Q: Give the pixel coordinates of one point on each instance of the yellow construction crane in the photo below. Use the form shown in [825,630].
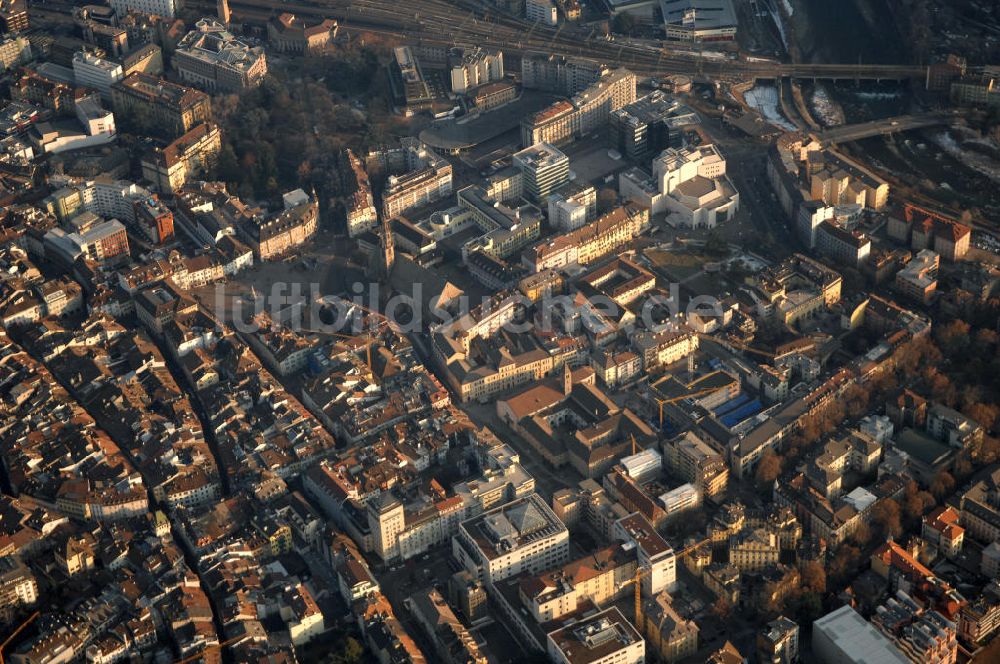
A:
[637,583]
[27,621]
[217,646]
[640,572]
[690,395]
[369,342]
[737,344]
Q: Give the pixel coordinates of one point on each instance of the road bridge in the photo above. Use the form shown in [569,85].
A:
[445,22]
[857,132]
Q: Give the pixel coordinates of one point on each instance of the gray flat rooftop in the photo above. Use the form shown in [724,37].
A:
[466,132]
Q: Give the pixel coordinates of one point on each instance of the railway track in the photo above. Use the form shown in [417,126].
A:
[447,22]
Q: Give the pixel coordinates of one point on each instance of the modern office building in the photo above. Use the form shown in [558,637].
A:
[213,59]
[97,73]
[175,109]
[641,129]
[699,20]
[603,638]
[844,637]
[194,153]
[572,205]
[521,536]
[470,68]
[543,170]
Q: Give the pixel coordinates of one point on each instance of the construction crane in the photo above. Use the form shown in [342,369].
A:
[216,646]
[691,547]
[637,583]
[3,646]
[737,344]
[369,342]
[690,395]
[640,572]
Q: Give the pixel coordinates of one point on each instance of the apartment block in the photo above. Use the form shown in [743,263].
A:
[923,229]
[542,12]
[165,8]
[603,638]
[426,180]
[359,204]
[572,205]
[585,112]
[589,243]
[918,279]
[14,50]
[696,461]
[191,155]
[642,129]
[97,73]
[521,536]
[288,33]
[843,245]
━━━━
— Problem details —
Collect the complete line wherever the string "pixel" appears in the records.

— Output for this exercise —
Q: Give the pixel coordinates of one point on each instance of the yellow construction crane in the photo below. Use the form shown in [825,630].
Q: Give the pixel coordinates of one point on each instance of the road bridge in the photo above. Use the form shown in [569,85].
Q: Give the pixel coordinates of one point on each instance of the gray flat rooftop in the photo above. Use the form shown in [724,37].
Q: Give the pixel coordinates of one point on each instance of the railway track in the photo above. Use the form shown in [417,126].
Q: Give the pixel coordinates of one point on each instance of the modern office building in the photo above. Use the form shown in [558,637].
Q: Give the pixel coordinates of one point on each instance of the construction crane in the photo above. Use the form shown in [342,369].
Q: Give the pixel coordinates of one point on each instance of the apartment block in the photo above. Use the form shown in [743,263].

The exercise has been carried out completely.